_CONSIGNE_
Dans l’extrait sur l’hôpital de Pittsburgh, recopiez la partie qui s’ouvre sur les mots contenant « L’équipe de l’hôpital » et se ferme sur « dans cet état. », en substituant « médecins » à « chirurgiens ».

_EXTRAIT_
===

L’équipe de l’hôpital est prête, et aucun obstacle juridique pourrait empêcher cette expérience. En effet, la FDA (l’administration américaine des médicaments) a estimé que dans les cas les plus critiques, les chirurgiens n’ont pas besoin d’obtenir le consentement de la famille pour pratiquer une opération de la dernière chance. Il faut désormais attendre un patient dont les blessures, par balles ou coups de couteaux, soit suffisamment graves pour que ses chances de survie ne soit que de 7 % au maximum. L’hôpital de Pittsburgh récupère au moins un patient par mois dans cet état.

===

_DONNÉES FOURNIES_
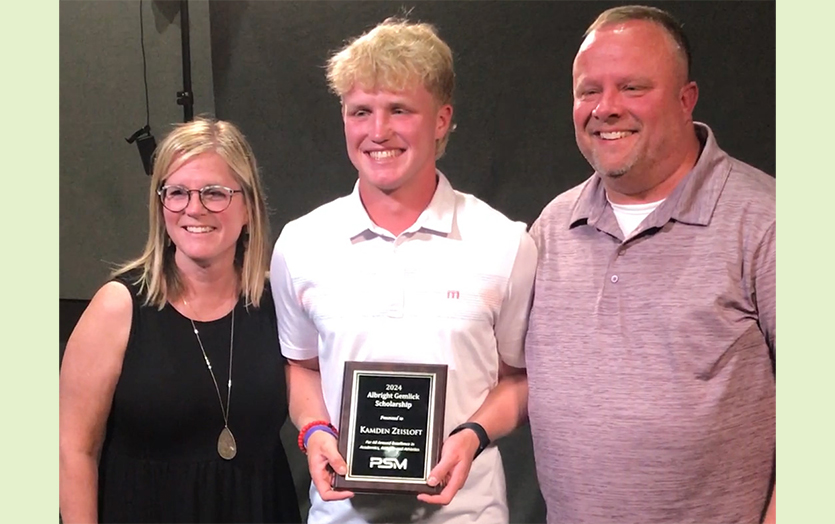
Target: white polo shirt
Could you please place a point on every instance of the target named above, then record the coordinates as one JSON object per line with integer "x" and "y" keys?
{"x": 454, "y": 288}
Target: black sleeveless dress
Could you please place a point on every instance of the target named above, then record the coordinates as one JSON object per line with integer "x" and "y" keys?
{"x": 159, "y": 460}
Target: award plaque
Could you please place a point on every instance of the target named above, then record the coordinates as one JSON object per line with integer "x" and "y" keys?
{"x": 391, "y": 426}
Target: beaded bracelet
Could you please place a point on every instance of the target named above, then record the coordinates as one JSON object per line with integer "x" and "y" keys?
{"x": 312, "y": 427}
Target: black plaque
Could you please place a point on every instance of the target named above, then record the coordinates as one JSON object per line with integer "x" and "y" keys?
{"x": 391, "y": 426}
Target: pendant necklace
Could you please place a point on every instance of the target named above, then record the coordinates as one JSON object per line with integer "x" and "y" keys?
{"x": 227, "y": 448}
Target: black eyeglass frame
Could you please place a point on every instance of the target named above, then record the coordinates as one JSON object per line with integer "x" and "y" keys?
{"x": 161, "y": 193}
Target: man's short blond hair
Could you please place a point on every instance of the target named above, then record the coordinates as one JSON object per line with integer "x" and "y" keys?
{"x": 393, "y": 56}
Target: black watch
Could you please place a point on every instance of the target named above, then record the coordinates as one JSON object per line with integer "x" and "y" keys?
{"x": 483, "y": 439}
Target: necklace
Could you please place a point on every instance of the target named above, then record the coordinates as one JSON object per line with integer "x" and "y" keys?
{"x": 227, "y": 448}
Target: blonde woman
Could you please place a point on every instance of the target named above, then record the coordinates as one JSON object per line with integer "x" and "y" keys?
{"x": 172, "y": 385}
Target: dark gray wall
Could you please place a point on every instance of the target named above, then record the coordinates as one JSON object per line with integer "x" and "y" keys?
{"x": 103, "y": 188}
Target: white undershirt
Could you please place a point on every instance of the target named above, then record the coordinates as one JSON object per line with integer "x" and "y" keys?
{"x": 630, "y": 216}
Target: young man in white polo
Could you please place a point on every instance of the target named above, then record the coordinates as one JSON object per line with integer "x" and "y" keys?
{"x": 405, "y": 269}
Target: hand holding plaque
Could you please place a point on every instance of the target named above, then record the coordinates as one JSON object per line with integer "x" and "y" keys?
{"x": 391, "y": 426}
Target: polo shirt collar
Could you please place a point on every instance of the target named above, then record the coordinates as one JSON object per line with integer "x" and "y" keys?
{"x": 691, "y": 202}
{"x": 438, "y": 215}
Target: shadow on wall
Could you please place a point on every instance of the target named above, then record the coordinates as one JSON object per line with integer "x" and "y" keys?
{"x": 524, "y": 498}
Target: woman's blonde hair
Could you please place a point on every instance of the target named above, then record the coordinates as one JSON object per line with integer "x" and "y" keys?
{"x": 158, "y": 276}
{"x": 393, "y": 56}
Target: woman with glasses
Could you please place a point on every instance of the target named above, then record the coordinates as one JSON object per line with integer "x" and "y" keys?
{"x": 172, "y": 384}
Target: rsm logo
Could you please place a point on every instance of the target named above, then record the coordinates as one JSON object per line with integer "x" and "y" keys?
{"x": 386, "y": 463}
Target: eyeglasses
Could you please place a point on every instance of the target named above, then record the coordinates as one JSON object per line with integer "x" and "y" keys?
{"x": 214, "y": 198}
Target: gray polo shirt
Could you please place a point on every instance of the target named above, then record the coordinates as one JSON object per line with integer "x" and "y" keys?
{"x": 652, "y": 393}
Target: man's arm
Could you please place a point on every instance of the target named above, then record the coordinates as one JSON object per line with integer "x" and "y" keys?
{"x": 506, "y": 405}
{"x": 504, "y": 409}
{"x": 304, "y": 391}
{"x": 765, "y": 283}
{"x": 299, "y": 344}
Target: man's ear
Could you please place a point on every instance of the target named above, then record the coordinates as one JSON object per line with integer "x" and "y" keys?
{"x": 444, "y": 120}
{"x": 689, "y": 96}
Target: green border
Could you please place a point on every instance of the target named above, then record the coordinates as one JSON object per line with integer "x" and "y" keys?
{"x": 805, "y": 190}
{"x": 29, "y": 389}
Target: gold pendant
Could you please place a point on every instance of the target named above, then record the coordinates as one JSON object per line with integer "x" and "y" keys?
{"x": 226, "y": 446}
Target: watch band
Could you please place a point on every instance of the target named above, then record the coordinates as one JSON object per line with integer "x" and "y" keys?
{"x": 483, "y": 439}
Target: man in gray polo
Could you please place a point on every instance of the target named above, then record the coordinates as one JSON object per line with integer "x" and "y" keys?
{"x": 652, "y": 338}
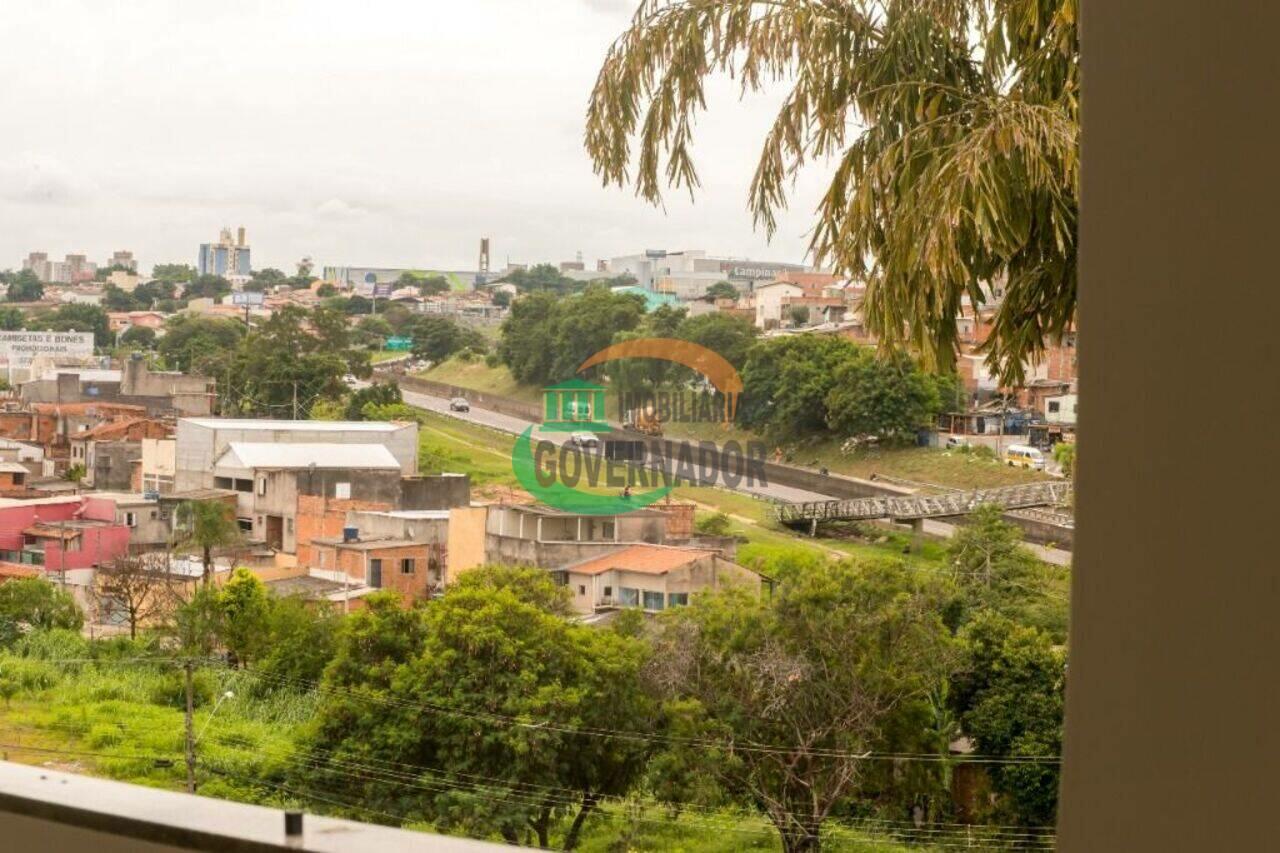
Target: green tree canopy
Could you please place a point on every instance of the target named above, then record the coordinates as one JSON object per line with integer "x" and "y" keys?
{"x": 1010, "y": 696}
{"x": 816, "y": 671}
{"x": 952, "y": 127}
{"x": 191, "y": 342}
{"x": 888, "y": 397}
{"x": 24, "y": 287}
{"x": 33, "y": 603}
{"x": 721, "y": 291}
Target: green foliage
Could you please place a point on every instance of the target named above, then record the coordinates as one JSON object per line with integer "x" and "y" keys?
{"x": 489, "y": 643}
{"x": 24, "y": 287}
{"x": 435, "y": 338}
{"x": 380, "y": 393}
{"x": 786, "y": 382}
{"x": 1010, "y": 701}
{"x": 191, "y": 343}
{"x": 721, "y": 291}
{"x": 77, "y": 318}
{"x": 954, "y": 128}
{"x": 12, "y": 319}
{"x": 206, "y": 525}
{"x": 887, "y": 397}
{"x": 140, "y": 337}
{"x": 545, "y": 337}
{"x": 302, "y": 639}
{"x": 208, "y": 287}
{"x": 730, "y": 337}
{"x": 287, "y": 364}
{"x": 246, "y": 616}
{"x": 990, "y": 565}
{"x": 818, "y": 666}
{"x": 714, "y": 525}
{"x": 1064, "y": 454}
{"x": 33, "y": 603}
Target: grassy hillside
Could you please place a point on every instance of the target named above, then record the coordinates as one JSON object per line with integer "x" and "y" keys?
{"x": 931, "y": 465}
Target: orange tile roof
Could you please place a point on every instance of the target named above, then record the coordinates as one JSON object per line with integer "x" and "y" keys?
{"x": 647, "y": 559}
{"x": 18, "y": 570}
{"x": 104, "y": 432}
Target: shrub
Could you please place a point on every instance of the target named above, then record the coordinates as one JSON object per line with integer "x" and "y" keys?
{"x": 104, "y": 734}
{"x": 713, "y": 525}
{"x": 172, "y": 689}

===

_RÉPONSE ATTENDUE_
L’équipe de l’hôpital est prête, et aucun obstacle juridique pourrait empêcher cette expérience. En effet, la FDA (l’administration américaine des médicaments) a estimé que dans les cas les plus critiques, les médecins n’ont pas besoin d’obtenir le consentement de la famille pour pratiquer une opération de la dernière chance. Il faut désormais attendre un patient dont les blessures, par balles ou coups de couteaux, soit suffisamment graves pour que ses chances de survie ne soit que de 7 % au maximum. L’hôpital de Pittsburgh récupère au moins un patient par mois dans cet état.